Prompt 1: Please extract every line of the records that contains the string "mountain", matching case exactly.
>> begin Extract to read
Re: [PATCH v2 4/6] nvme-rdma: avoid IO error and repeated request completion

From: Sagi Grimberg <sagi@grimberg.me>
To: Chao Leng <lengchao@huawei.com>, linux-nvme@lists.infradead.org
Cc: kbusch@kernel.org, axboe@fb.com, hch@lst.de,
	linux-block@vger.kernel.org, axboe@kernel.dk
Subject: Re: [PATCH v2 4/6] nvme-rdma: avoid IO error and repeated request completion
Date: Fri, 15 Jan 2021 17:18:37 -0800	[thread overview]
Message-ID: <4ff22d33-12fa-1f70-3606-54821f314c45@grimberg.me> (raw)
In-Reply-To: <695b6839-5333-c342-2189-d7aaeba797a7@huawei.com>

>>>>> When a request is queued failed, blk_status_t is directly returned
>>>>> to the blk-mq. If blk_status_t is not BLK_STS_RESOURCE,
>>>>> BLK_STS_DEV_RESOURCE, BLK_STS_ZONE_RESOURCE, blk-mq call
>>>>> blk_mq_end_request to complete the request with BLK_STS_IOERR.
>>>>> In two scenarios, the request should be retried and may succeed.
>> end Extract to read
>> begin Entries supplied
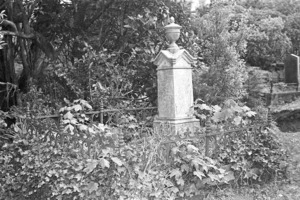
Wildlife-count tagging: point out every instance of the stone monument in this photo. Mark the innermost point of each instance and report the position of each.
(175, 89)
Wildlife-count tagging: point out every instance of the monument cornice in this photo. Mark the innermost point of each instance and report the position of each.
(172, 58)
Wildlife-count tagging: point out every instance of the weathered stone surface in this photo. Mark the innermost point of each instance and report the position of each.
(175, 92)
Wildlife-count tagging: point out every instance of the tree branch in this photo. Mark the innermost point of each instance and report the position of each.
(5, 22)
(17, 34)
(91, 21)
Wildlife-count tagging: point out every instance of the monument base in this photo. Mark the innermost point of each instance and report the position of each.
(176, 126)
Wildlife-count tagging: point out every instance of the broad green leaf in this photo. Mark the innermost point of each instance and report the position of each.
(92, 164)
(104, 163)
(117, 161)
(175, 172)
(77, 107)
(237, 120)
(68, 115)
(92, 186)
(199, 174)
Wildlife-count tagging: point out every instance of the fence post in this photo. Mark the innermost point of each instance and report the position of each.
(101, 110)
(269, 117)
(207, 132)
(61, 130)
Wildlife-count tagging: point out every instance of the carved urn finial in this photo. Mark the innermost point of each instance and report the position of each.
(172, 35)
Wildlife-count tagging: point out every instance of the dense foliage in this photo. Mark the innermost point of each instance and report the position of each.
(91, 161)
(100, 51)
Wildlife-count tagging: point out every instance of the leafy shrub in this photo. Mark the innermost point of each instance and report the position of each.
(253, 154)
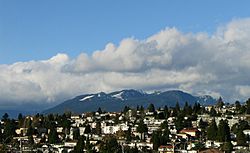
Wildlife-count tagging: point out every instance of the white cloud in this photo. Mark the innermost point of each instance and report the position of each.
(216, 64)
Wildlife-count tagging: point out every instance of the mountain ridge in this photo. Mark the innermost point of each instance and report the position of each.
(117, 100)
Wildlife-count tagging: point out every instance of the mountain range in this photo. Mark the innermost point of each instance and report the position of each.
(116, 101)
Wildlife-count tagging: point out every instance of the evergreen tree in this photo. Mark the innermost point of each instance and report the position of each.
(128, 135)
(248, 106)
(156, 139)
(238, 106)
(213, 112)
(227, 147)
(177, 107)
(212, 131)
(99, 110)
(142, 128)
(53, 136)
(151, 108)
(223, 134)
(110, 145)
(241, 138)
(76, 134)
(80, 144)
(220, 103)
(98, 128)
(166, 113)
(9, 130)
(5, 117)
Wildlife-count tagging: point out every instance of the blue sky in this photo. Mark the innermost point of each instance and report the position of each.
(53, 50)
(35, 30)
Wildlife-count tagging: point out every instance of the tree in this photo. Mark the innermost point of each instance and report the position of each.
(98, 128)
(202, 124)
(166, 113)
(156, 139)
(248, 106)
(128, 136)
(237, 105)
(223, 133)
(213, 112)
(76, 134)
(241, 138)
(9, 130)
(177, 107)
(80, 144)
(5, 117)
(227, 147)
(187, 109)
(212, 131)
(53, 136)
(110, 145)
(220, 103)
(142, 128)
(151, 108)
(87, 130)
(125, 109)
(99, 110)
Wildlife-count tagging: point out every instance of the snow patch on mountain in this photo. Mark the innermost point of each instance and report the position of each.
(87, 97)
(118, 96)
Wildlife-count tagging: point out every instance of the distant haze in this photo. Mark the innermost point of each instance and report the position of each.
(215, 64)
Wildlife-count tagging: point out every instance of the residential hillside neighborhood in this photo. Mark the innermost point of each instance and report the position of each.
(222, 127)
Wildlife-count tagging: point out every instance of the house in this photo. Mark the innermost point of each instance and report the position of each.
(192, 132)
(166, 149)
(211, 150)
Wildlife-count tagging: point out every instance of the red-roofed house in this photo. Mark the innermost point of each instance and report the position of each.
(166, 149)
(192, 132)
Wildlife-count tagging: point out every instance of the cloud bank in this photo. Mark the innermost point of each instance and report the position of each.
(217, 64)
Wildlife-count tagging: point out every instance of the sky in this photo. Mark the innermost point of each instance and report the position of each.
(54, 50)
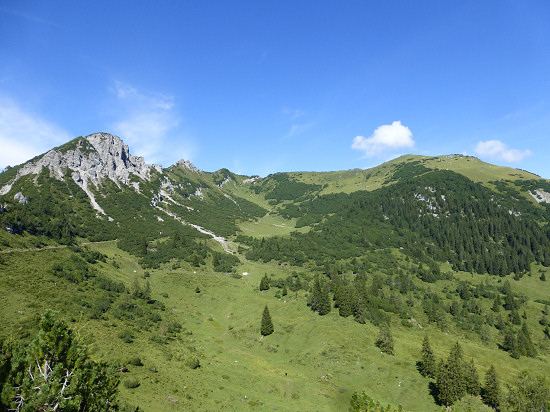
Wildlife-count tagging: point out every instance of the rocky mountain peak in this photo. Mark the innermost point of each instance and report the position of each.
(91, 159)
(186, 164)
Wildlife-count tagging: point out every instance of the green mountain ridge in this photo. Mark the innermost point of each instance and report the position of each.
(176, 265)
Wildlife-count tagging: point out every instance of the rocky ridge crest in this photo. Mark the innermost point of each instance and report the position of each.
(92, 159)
>> end Entries supplied
>> begin Entries supplied
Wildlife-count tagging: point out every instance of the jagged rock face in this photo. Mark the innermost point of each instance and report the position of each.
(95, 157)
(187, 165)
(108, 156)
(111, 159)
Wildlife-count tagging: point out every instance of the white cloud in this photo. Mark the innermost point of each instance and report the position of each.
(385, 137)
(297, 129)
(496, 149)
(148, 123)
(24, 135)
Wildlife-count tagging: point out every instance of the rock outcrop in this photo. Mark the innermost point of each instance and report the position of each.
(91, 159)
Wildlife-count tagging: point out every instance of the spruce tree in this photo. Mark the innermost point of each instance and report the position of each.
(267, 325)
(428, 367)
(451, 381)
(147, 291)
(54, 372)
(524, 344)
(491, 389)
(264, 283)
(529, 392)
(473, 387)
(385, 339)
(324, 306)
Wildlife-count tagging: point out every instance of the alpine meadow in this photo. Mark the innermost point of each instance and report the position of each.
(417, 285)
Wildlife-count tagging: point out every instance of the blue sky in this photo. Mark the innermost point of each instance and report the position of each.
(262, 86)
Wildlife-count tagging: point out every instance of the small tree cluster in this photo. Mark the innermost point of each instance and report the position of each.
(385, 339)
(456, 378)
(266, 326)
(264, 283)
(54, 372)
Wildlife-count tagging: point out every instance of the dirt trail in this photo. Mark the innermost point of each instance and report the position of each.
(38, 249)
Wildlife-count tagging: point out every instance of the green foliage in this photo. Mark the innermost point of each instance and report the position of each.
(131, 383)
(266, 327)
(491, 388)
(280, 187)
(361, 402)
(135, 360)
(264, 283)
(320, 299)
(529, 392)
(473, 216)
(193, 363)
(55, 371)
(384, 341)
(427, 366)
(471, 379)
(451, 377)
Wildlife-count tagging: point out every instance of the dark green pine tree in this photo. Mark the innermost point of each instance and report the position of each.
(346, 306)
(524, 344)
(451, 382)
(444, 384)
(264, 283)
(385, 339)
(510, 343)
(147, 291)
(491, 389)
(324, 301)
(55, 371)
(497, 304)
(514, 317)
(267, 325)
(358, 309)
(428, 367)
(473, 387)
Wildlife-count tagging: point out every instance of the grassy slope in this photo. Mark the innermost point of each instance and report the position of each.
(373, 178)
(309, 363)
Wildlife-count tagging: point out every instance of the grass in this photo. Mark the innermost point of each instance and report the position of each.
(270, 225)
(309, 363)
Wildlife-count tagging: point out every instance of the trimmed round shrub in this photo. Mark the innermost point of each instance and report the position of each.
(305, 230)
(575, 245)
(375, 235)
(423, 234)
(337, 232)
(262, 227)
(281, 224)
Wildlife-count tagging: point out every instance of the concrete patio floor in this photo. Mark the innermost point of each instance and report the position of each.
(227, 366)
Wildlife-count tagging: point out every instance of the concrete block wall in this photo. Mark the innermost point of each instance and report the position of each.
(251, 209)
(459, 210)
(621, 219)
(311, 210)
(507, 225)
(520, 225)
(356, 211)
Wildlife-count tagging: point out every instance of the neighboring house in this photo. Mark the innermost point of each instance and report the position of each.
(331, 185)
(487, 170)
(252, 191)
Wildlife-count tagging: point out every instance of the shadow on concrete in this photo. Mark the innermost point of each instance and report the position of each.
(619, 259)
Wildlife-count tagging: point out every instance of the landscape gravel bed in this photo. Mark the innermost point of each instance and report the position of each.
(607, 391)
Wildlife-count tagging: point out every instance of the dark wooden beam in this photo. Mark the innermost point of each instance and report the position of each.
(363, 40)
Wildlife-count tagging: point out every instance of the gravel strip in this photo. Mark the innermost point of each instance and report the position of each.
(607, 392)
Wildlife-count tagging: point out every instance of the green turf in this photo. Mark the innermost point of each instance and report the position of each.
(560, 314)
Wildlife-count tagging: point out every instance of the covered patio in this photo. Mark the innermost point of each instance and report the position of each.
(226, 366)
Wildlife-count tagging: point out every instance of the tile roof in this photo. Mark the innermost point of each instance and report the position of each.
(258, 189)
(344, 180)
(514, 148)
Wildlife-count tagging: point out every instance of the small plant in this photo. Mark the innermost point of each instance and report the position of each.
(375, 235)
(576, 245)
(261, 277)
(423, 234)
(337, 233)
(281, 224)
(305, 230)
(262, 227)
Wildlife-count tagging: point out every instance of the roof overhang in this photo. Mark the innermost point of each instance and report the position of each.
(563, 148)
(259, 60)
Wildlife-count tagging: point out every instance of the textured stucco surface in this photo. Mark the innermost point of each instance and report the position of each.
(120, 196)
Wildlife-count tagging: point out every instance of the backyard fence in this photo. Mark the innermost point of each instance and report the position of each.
>> end Entries supplied
>> begin Entries supplied
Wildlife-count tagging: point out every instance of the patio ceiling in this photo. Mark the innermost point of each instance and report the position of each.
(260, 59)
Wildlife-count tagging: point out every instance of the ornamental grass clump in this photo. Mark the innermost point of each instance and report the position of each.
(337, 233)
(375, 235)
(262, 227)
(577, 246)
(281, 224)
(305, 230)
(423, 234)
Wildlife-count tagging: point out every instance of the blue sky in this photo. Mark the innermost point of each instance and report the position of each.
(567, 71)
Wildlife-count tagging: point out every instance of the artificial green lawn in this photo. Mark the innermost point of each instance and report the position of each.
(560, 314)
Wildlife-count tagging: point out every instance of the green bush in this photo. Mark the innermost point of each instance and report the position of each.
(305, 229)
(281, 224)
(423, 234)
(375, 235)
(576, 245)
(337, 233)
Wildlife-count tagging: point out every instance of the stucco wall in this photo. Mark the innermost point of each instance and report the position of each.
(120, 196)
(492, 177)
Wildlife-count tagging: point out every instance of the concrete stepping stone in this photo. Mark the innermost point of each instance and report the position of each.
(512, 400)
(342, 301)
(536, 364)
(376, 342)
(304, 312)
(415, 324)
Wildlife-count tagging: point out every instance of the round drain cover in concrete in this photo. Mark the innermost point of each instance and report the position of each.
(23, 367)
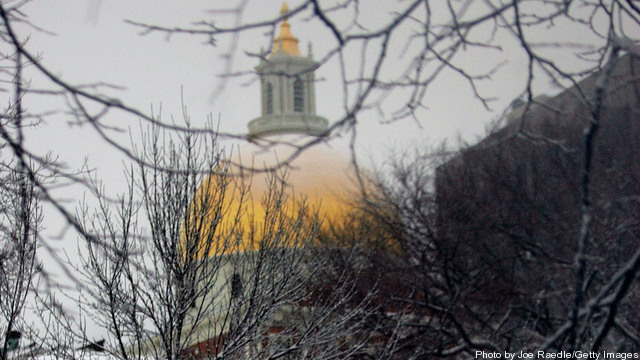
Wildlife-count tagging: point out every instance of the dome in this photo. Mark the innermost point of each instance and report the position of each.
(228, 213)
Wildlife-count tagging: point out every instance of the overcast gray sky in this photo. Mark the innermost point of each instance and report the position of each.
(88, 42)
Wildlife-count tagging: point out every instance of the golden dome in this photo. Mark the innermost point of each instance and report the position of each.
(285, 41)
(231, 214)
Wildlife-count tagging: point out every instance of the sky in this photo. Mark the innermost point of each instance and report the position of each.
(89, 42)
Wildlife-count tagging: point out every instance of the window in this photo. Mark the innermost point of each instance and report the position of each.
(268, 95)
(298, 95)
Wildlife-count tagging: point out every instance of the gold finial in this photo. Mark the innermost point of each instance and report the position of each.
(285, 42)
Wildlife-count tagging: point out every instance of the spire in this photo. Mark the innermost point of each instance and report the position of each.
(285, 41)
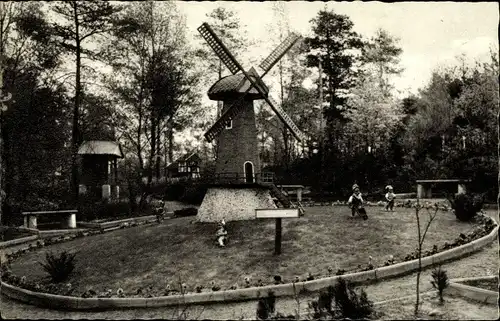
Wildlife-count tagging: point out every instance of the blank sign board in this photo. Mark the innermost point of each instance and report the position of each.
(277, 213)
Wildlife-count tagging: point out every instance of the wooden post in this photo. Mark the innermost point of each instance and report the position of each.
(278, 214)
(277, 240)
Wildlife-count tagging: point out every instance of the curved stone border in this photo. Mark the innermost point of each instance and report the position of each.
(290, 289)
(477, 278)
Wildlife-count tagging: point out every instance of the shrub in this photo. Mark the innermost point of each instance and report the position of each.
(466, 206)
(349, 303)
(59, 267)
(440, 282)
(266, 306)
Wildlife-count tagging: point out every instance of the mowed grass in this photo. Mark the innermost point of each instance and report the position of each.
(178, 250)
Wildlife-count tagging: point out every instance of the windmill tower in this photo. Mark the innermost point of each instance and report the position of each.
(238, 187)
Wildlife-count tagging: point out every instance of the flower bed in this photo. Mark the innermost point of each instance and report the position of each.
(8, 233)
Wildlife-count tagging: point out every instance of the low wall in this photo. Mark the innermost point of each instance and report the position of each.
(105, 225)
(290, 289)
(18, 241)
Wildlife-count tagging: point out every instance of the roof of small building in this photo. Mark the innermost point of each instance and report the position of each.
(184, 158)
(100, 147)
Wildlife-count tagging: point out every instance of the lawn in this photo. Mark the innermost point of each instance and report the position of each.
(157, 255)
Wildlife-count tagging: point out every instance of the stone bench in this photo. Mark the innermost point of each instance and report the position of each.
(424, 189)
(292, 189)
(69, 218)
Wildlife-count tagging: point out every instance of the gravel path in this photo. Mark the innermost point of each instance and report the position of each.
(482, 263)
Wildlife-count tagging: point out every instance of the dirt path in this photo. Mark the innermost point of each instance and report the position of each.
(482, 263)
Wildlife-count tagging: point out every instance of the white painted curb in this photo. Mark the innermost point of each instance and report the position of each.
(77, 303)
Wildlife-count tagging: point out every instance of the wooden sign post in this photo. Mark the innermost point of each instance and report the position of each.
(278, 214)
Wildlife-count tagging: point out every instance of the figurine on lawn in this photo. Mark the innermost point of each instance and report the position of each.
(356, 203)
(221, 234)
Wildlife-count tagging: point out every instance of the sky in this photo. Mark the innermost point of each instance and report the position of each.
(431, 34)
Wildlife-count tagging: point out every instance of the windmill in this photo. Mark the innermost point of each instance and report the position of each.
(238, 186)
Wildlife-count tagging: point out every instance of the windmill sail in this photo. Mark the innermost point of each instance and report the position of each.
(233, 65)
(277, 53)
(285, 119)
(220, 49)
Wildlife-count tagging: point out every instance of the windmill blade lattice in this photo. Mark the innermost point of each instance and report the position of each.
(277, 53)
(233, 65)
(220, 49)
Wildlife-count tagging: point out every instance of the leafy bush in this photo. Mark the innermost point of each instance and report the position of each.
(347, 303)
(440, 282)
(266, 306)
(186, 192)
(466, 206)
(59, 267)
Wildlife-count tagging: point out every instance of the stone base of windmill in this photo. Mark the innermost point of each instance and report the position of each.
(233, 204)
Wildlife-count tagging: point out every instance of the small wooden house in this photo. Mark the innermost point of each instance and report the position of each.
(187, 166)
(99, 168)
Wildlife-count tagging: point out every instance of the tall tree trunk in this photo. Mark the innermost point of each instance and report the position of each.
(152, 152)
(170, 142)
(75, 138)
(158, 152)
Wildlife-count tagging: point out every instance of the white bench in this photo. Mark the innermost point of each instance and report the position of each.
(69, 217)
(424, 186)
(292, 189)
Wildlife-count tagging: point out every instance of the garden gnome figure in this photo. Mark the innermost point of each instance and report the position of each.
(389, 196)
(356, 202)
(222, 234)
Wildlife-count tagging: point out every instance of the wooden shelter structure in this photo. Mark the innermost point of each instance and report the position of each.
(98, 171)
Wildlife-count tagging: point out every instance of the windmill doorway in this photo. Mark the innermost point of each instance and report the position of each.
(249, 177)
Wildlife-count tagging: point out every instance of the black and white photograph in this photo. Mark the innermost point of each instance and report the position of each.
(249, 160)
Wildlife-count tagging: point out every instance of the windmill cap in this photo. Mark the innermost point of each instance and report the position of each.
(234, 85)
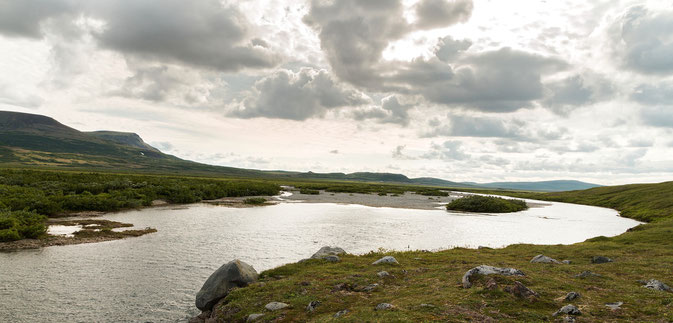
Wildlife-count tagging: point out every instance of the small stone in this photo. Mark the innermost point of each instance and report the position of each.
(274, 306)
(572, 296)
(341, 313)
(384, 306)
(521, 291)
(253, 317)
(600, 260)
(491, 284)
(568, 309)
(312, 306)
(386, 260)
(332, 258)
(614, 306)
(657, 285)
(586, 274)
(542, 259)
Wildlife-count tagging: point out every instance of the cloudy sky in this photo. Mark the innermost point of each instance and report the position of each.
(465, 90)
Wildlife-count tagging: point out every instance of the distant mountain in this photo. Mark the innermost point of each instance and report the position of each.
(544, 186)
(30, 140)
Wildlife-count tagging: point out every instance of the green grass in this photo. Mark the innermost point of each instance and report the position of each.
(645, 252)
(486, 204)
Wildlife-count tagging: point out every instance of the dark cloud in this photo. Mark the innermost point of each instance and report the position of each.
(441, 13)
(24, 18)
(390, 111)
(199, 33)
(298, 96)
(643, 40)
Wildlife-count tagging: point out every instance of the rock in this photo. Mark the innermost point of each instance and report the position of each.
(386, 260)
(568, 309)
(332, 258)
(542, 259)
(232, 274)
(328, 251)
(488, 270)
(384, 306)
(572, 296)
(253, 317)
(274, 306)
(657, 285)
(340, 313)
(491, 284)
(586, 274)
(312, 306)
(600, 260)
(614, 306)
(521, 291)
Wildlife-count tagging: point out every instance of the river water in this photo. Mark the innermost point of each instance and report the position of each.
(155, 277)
>> end Entries supplied
Prompt 2: Proceed with the mailing-list reply about the nvme-rdma patch, picking up after its last line.

Output 1:
Wildlife-count tagging: point out every instance of the mountain ridge in this photo. Mark the innermost point of each instance and report the position of each.
Wildlife-count tagging: point out every instance of the mountain range in this photo. Mark the innermost point of each instance and report the position of each.
Wildlife-count tagging: point out every instance of the snow patch on mountain in this photo. Mark the innermost point of each instance and report the position of each.
Wildlife-count tagging: point out every instance of the rocky mountain peak in this photo. Mark the innermost point of each instance and report the position of each.
Wildlife-count tagging: point out every instance of the green mountain ridge in this photo. Mark the innermost point of each instance and report the position of each.
Wildlife-count tagging: point out every instance of the distant mountain in this photo. Mark the innermost point of each instance and report the position of each.

Output 2:
>>>>> First, if work with nvme multipath, the request may be retried
>>>>> successfully in another path, because the error is probably related to
>>>>> the path. Second, if work without multipath software, the request may
>>>>> be retried successfully after error recovery.
>>>>> If the request is complete with BLK_STS_IOERR in 
>>>>> blk_mq_dispatch_rq_list.
>>>>> The state of request may be changed to MQ_RQ_IN_FLIGHT. If free the
>>>>> request asynchronously such as in nvme_submit_user_cmd, in extreme
>>>>> scenario the request will be repeated freed in tear down.
>>>>> If a non-resource error occurs in queue_rq, should directly call
>>>>> nvme_complete_rq to complete request and set the state of request to
>>>>> MQ_RQ_COMPLETE. nvme_complete_rq will decide to retry, fail over or 
>>>>> end
>>>>> the request.
>>>>>
>>>>> Signed-off-by: Chao Leng <lengchao@huawei.com>
>>>>> ---
>>>>>   drivers/nvme/host/rdma.c | 2 +-
>>>>>   1 file changed, 1 insertion(+), 1 deletion(-)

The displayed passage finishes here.